Directions: When the line containing "white structure, farthest" is found in the data below, copy it and each line after it through the line containing "white cloud, farthest", exactly and with no others.

### Exercise materials

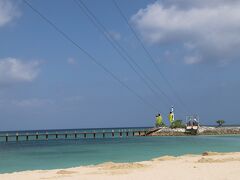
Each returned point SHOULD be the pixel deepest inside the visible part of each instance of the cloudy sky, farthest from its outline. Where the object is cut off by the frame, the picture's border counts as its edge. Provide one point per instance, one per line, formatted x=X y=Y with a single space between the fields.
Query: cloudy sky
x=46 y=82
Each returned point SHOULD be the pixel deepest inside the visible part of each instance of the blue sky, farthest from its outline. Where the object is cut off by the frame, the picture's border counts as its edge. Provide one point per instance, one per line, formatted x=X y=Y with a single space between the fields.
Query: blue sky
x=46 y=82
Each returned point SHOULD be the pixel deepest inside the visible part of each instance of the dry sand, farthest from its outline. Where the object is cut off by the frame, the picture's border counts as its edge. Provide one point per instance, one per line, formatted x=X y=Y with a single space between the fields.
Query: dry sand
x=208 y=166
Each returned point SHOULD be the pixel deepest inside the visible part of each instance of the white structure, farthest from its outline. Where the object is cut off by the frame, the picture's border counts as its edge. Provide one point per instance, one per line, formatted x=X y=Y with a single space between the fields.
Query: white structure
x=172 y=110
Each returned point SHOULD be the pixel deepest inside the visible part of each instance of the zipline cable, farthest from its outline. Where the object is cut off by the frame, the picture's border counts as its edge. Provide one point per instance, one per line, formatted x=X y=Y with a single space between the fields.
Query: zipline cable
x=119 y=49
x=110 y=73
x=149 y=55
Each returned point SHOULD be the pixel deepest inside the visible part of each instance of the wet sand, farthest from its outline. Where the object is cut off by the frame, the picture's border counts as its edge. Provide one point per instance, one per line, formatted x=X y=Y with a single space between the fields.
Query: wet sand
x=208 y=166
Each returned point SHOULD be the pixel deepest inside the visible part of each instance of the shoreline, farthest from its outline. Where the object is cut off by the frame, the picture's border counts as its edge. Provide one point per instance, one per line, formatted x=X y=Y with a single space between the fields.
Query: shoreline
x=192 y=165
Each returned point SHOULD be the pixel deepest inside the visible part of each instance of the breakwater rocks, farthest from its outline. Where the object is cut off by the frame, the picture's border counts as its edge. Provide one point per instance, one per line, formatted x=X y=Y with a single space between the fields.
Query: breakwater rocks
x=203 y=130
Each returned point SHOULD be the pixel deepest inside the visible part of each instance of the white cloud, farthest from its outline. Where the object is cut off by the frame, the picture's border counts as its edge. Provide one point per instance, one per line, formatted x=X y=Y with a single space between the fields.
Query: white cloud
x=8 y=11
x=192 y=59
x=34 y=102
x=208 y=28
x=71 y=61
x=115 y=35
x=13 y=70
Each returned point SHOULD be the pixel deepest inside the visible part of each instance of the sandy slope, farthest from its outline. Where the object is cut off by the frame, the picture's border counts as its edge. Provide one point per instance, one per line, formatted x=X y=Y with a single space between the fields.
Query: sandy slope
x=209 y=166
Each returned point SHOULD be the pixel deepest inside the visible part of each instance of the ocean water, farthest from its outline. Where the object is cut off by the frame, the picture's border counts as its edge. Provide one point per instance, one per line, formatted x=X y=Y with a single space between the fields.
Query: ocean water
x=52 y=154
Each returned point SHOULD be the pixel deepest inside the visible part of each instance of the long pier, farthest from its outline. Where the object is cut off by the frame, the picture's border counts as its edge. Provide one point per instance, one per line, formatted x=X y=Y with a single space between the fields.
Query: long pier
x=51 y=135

######
### Exercise materials

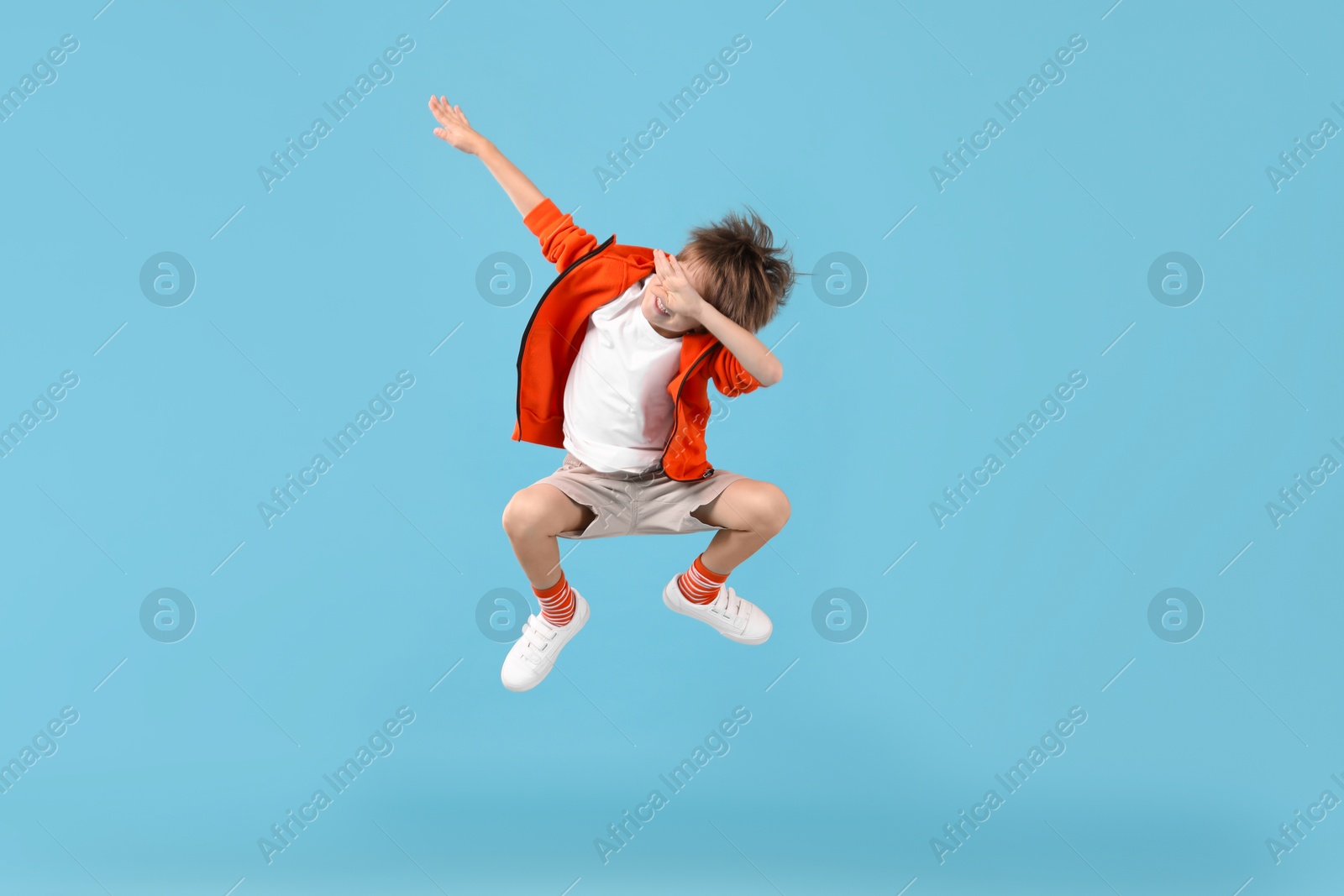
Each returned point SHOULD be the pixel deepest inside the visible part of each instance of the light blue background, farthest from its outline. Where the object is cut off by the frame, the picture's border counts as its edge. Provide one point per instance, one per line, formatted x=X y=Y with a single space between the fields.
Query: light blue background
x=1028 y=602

######

Answer space:
Each returned point SHOULD be the pixel deepest inside the visible part of each instance of the white structure, farthest from its outline. Where the object is cut off by the frame, the picture's border counts as its edge. Provide one point per instance, one per line, formatted x=X y=Y with a single space between the fields.
Query: white structure
x=172 y=110
Each returned point SHOULD be the pixel deepest inside the visible part of each instance of the zipline cable, farthest from its outline. Where the object is cut off by the frame, the picture's border counts as its edge. Provide one point per instance, one per line, formatted x=X y=Y with a single space between the fields.
Query: zipline cable
x=119 y=49
x=110 y=73
x=149 y=55
Each returned point SHOULD be the pixel deepest inside the visible part of each instance of the wet sand, farthest from its outline. Where the object is cut off by the frame, the picture's border counts as its edge. Provide one point per instance, one per line, formatted x=X y=Y with a single space between the fields.
Query: wet sand
x=208 y=166
Each returned point SHOULD be the pixel deepest inside the visible part of each instance of the shoreline, farthest from its outline. Where the object is cut off by the frame, the picture's border counts as its edge. Provide one point per instance, one per line, formatted x=X y=Y with a single space between the fields.
Query: shoreline
x=192 y=165
Each returned point SHOULD be the pixel deepest inside the visible part of each instance of the breakwater rocks, farthest from its outline. Where the object is cut off by the frame, the picture's border counts as its edge. Provide one point per instance, one per line, formatted x=X y=Y with a single space between the fields.
Query: breakwater rocks
x=203 y=130
Each returned point SHOULD be the pixel deepest inside the visible part of each instance of the white cloud, farthest from its outline. Where the object is cut off by the frame, the picture's border counts as its edge. Provide one point per instance, one per line, formatted x=X y=Y with a single space between the fields.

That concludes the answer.